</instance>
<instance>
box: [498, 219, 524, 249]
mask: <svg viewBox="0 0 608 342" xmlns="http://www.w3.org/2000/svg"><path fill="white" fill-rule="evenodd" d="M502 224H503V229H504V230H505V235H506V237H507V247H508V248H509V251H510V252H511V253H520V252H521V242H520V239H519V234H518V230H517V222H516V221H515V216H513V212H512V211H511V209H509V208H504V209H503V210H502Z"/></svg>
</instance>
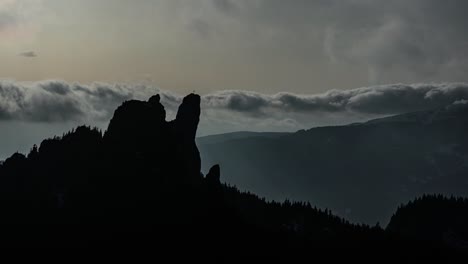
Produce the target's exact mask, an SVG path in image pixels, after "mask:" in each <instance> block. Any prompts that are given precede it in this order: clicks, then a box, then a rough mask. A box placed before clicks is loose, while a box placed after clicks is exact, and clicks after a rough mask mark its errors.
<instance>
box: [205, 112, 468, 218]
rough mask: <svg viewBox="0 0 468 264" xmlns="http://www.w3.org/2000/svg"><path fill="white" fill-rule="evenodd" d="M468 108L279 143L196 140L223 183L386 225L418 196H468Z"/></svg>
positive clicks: (309, 134)
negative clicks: (406, 201)
mask: <svg viewBox="0 0 468 264" xmlns="http://www.w3.org/2000/svg"><path fill="white" fill-rule="evenodd" d="M467 109H468V107H466V106H465V105H458V106H456V105H453V106H450V107H447V108H443V109H436V110H432V111H425V112H417V113H409V114H404V115H398V116H393V117H388V118H382V119H377V120H373V121H369V122H367V123H362V124H353V125H349V126H336V127H320V128H313V129H310V130H308V131H301V132H297V133H294V134H291V135H286V136H282V137H277V138H269V137H255V138H239V139H233V140H228V141H224V142H219V143H212V144H204V143H203V142H199V149H200V153H201V156H202V160H203V165H202V168H203V169H204V170H206V165H207V164H213V163H219V164H220V165H221V166H222V168H223V172H224V173H223V179H225V180H226V182H229V183H232V184H236V185H237V186H239V187H240V188H241V189H247V190H250V191H253V192H255V193H258V194H259V195H262V196H263V195H264V196H266V197H267V198H272V199H284V198H286V197H289V198H293V199H298V200H309V201H311V203H313V204H317V205H318V206H321V207H328V208H332V209H333V210H334V211H335V212H337V213H339V214H340V215H342V216H346V217H347V218H349V219H351V220H355V221H365V222H368V223H375V222H376V221H381V222H383V223H387V222H388V221H389V219H390V216H391V214H392V212H393V211H394V210H395V209H396V208H397V206H398V205H399V204H400V203H403V202H406V201H407V200H410V199H412V198H413V197H415V196H418V195H421V194H423V193H444V194H455V195H467V194H468V140H467V137H466V135H468V119H467V118H466V117H468V110H467Z"/></svg>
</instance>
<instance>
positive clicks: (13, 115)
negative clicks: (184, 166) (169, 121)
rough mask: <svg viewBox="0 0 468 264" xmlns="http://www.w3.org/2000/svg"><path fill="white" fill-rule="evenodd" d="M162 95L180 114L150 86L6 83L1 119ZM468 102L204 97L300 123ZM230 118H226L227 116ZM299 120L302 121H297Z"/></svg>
mask: <svg viewBox="0 0 468 264" xmlns="http://www.w3.org/2000/svg"><path fill="white" fill-rule="evenodd" d="M155 93H160V94H161V95H162V102H163V104H165V106H166V108H167V109H168V111H169V113H171V112H172V113H173V112H175V111H176V110H177V107H178V105H179V104H180V102H181V98H182V97H181V96H179V95H176V94H173V93H171V92H168V91H162V90H159V89H157V88H154V87H151V86H147V85H125V84H107V83H94V84H91V85H83V84H78V83H73V84H70V83H67V82H64V81H43V82H32V83H31V82H29V83H25V82H15V81H0V119H1V120H3V121H7V120H17V121H18V120H21V121H30V122H67V121H80V122H81V121H89V120H91V121H93V120H94V121H103V120H104V121H105V120H107V119H109V118H110V117H111V116H112V112H113V110H114V109H115V108H116V107H117V106H118V105H119V104H120V103H122V102H123V101H125V100H130V99H147V98H149V97H150V96H151V95H152V94H155ZM467 99H468V84H467V83H442V84H412V85H408V84H390V85H381V86H371V87H361V88H356V89H351V90H331V91H328V92H326V93H322V94H315V95H299V94H294V93H288V92H282V93H277V94H273V95H266V94H262V93H257V92H250V91H234V90H230V91H220V92H215V93H210V94H206V95H203V97H202V109H203V111H204V112H205V113H207V114H208V116H211V117H214V116H216V114H218V113H222V112H225V113H228V114H230V115H233V116H238V117H246V118H250V119H259V120H264V119H268V118H275V119H276V120H285V119H289V120H290V121H289V122H291V120H295V119H294V117H295V116H297V115H302V116H309V117H311V118H312V117H314V116H317V115H323V114H333V115H338V116H339V115H341V116H343V121H344V122H346V116H348V115H361V116H376V115H380V116H382V115H392V114H398V113H405V112H411V111H418V110H424V109H432V108H436V107H441V106H446V105H450V104H452V103H454V102H462V101H464V100H467ZM223 118H224V117H223ZM296 121H297V120H296Z"/></svg>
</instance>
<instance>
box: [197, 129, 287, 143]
mask: <svg viewBox="0 0 468 264" xmlns="http://www.w3.org/2000/svg"><path fill="white" fill-rule="evenodd" d="M289 134H291V133H288V132H250V131H239V132H232V133H226V134H216V135H209V136H203V137H198V138H197V139H196V141H197V144H213V143H221V142H225V141H229V140H234V139H245V138H252V137H263V138H277V137H281V136H286V135H289Z"/></svg>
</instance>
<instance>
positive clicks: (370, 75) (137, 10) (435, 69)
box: [0, 0, 468, 158]
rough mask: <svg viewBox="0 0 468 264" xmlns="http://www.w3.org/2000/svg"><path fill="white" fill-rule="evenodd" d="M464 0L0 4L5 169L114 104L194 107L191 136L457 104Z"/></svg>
mask: <svg viewBox="0 0 468 264" xmlns="http://www.w3.org/2000/svg"><path fill="white" fill-rule="evenodd" d="M466 10H468V1H465V0H445V1H439V0H412V1H407V0H395V1H386V0H373V1H371V0H291V1H284V0H159V1H158V0H133V1H129V0H99V1H96V0H0V131H1V132H0V158H2V157H4V156H5V155H7V154H6V153H11V152H12V151H16V150H21V151H25V150H27V149H28V148H30V146H31V145H32V144H33V143H39V142H40V140H41V139H42V138H43V137H47V136H53V135H55V134H62V132H64V130H68V129H71V128H72V127H74V126H76V125H78V124H82V123H87V124H91V125H97V126H100V127H102V128H105V126H106V124H107V121H108V118H110V116H111V115H112V111H113V108H115V107H116V106H118V105H119V104H120V103H121V102H122V101H123V100H128V99H132V98H136V99H147V98H149V96H151V95H152V94H154V93H162V94H165V95H166V96H165V97H164V98H163V99H164V100H163V103H164V104H165V105H166V107H167V108H168V110H169V111H168V112H169V113H170V115H171V112H172V113H173V112H174V111H175V109H176V106H177V103H178V102H180V97H181V96H183V95H185V94H187V93H190V92H192V91H195V92H197V93H200V94H201V95H203V96H204V97H203V98H204V99H203V103H202V107H203V109H204V116H202V123H201V125H200V132H199V135H207V134H213V133H222V132H230V131H237V130H255V131H295V130H298V129H303V128H310V127H313V126H320V125H333V124H345V123H351V122H356V121H363V120H368V119H370V118H374V117H379V116H385V115H391V114H397V113H403V112H406V111H412V110H424V109H427V108H430V107H435V106H441V105H444V104H452V103H455V102H464V101H463V100H467V99H468V96H467V93H468V92H467V89H468V88H467V87H468V86H467V85H466V83H468V74H466V73H467V70H468V34H466V28H467V26H468V16H467V15H466ZM6 139H7V140H6Z"/></svg>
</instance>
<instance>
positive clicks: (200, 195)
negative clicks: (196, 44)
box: [0, 94, 468, 256]
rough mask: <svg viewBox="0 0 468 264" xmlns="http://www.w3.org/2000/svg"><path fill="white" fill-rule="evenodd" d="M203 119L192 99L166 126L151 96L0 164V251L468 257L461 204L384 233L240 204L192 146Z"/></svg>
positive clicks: (439, 209) (250, 201)
mask: <svg viewBox="0 0 468 264" xmlns="http://www.w3.org/2000/svg"><path fill="white" fill-rule="evenodd" d="M199 117H200V96H198V95H195V94H190V95H188V96H187V97H185V98H184V100H183V102H182V104H181V105H180V107H179V111H178V113H177V117H176V119H175V120H173V121H169V122H168V121H166V120H165V119H166V113H165V110H164V107H163V106H162V104H161V103H160V97H159V95H156V96H153V97H151V98H150V99H149V100H148V101H147V102H143V101H127V102H125V103H123V104H122V105H121V106H120V107H119V108H118V109H117V110H116V111H115V113H114V116H113V118H112V120H111V122H110V124H109V127H108V130H107V131H106V132H105V133H104V134H103V133H102V132H101V131H99V130H98V129H94V128H90V127H86V126H82V127H78V128H76V129H75V130H73V131H71V132H69V133H66V134H64V135H63V136H62V137H54V138H52V139H47V140H44V141H43V142H42V143H41V144H40V146H39V147H36V146H34V147H33V148H32V149H31V151H30V153H29V154H28V155H27V156H25V155H23V154H19V153H15V154H14V155H13V156H11V157H10V158H8V159H7V160H5V162H4V163H3V164H1V165H0V211H1V212H2V216H1V218H0V232H1V234H2V235H1V236H0V243H1V246H3V247H51V248H57V247H98V248H103V247H110V248H125V249H150V250H154V251H164V250H166V249H171V250H177V251H180V252H189V251H198V252H208V253H209V254H211V255H227V256H237V255H246V254H259V255H272V254H273V255H275V254H280V255H282V254H294V255H298V254H308V253H309V252H313V251H314V250H316V249H317V248H329V249H330V248H336V247H341V248H360V247H361V248H374V249H379V250H384V251H388V252H392V254H397V253H407V252H410V251H411V252H419V253H421V252H423V251H418V250H417V249H418V248H427V247H431V248H437V249H440V250H451V251H452V250H453V251H459V250H463V249H464V248H465V247H466V243H464V241H468V235H467V232H466V231H467V230H466V223H467V222H468V216H467V213H466V212H467V211H468V202H467V201H466V200H463V199H455V200H447V199H446V198H444V197H424V198H422V199H423V200H424V201H426V200H427V202H424V203H421V202H415V203H414V204H413V203H412V204H410V205H408V206H407V207H402V208H400V209H399V210H398V212H397V213H396V215H395V216H394V218H392V221H391V223H390V225H389V228H388V230H384V229H382V228H381V227H380V226H378V225H377V226H374V227H370V226H367V225H355V224H351V223H349V222H348V221H346V220H344V219H342V218H339V217H337V216H334V215H333V214H332V213H331V212H330V211H329V210H327V209H325V210H320V209H317V208H315V207H312V206H311V205H310V204H309V203H302V202H290V201H288V200H287V201H285V202H283V203H278V202H267V201H265V199H261V198H259V197H257V196H256V195H254V194H250V193H242V192H240V191H238V190H237V189H236V188H235V187H232V186H228V185H225V184H222V183H221V181H220V178H221V177H222V168H221V167H220V166H218V165H214V166H213V167H212V168H211V169H210V170H209V172H208V173H207V175H206V176H204V175H203V174H202V173H201V172H200V163H201V161H200V154H199V152H198V148H197V146H196V144H195V135H196V130H197V126H198V122H199ZM418 201H420V200H418ZM433 206H435V207H433ZM420 207H421V208H420ZM418 208H420V209H421V210H420V209H418ZM432 208H436V210H442V211H441V212H444V213H447V219H445V221H443V225H441V224H439V223H440V222H437V221H432V220H430V219H429V218H431V217H432V215H433V214H434V212H436V211H434V212H433V211H432ZM437 212H439V211H437ZM413 215H414V217H413ZM428 220H430V221H428ZM418 223H427V224H424V225H418ZM427 230H430V231H431V232H430V233H427V232H426V231H427ZM413 231H414V232H413ZM420 234H425V236H421V235H420ZM426 235H427V236H428V237H426ZM317 253H319V251H317Z"/></svg>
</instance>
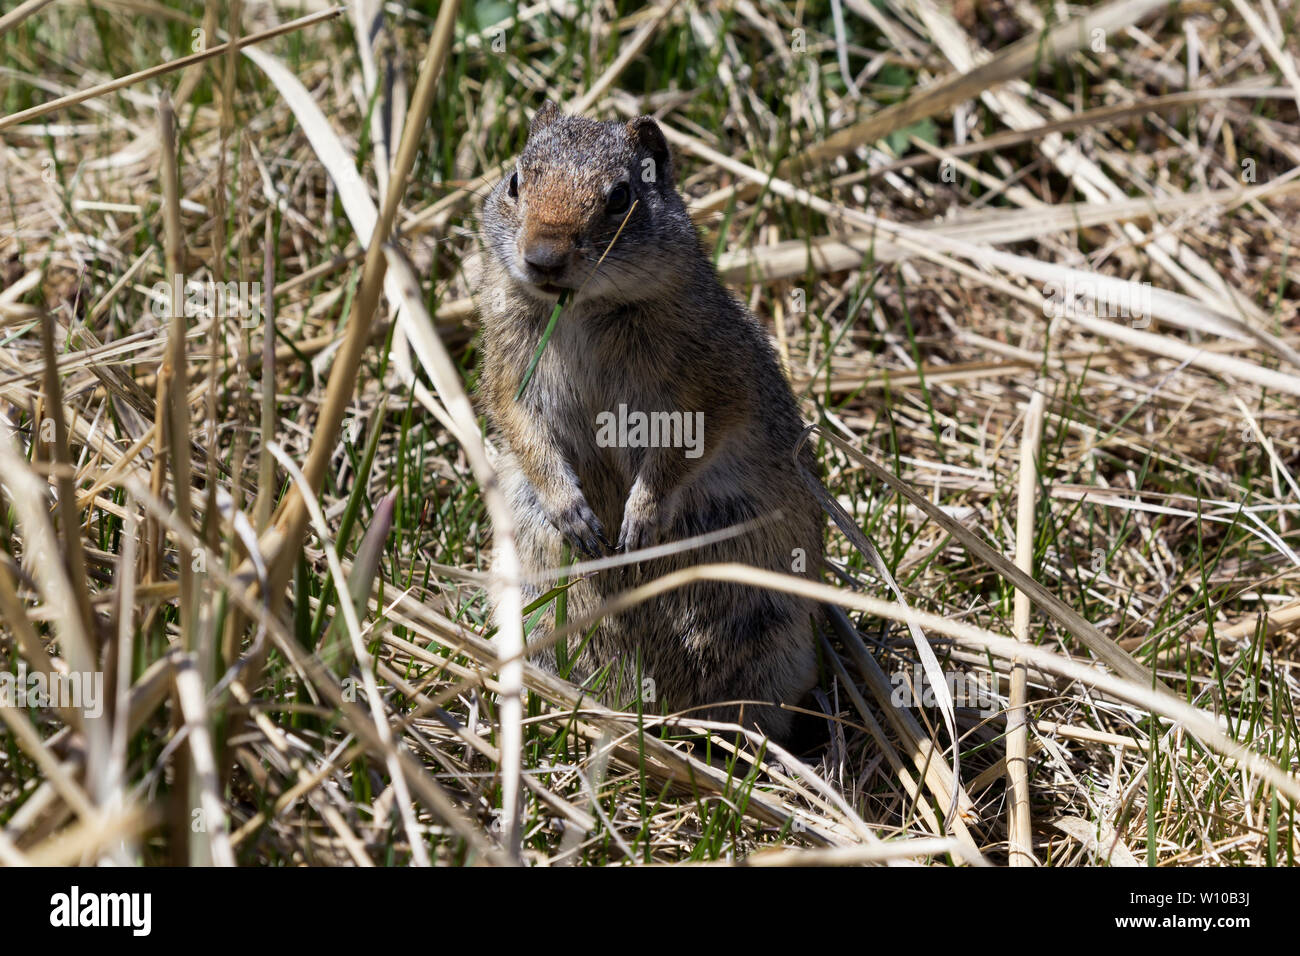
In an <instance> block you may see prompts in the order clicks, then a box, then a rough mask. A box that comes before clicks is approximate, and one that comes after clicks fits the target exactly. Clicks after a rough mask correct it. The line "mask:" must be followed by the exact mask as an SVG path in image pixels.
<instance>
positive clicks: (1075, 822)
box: [0, 0, 1300, 865]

§ **WHAT THE EXERCISE ASKS**: Your task is to retype the entries verbatim, starting with the line that holds "box: [205, 112, 468, 218]" and stopping after the line that holds "positive clicks: (309, 134)".

§ **EXERCISE RESULT**:
box: [205, 112, 468, 218]
rough mask: <svg viewBox="0 0 468 264" xmlns="http://www.w3.org/2000/svg"><path fill="white" fill-rule="evenodd" d="M468 108L279 143L196 140L223 183L386 225L418 196H468Z"/></svg>
positive clicks: (309, 134)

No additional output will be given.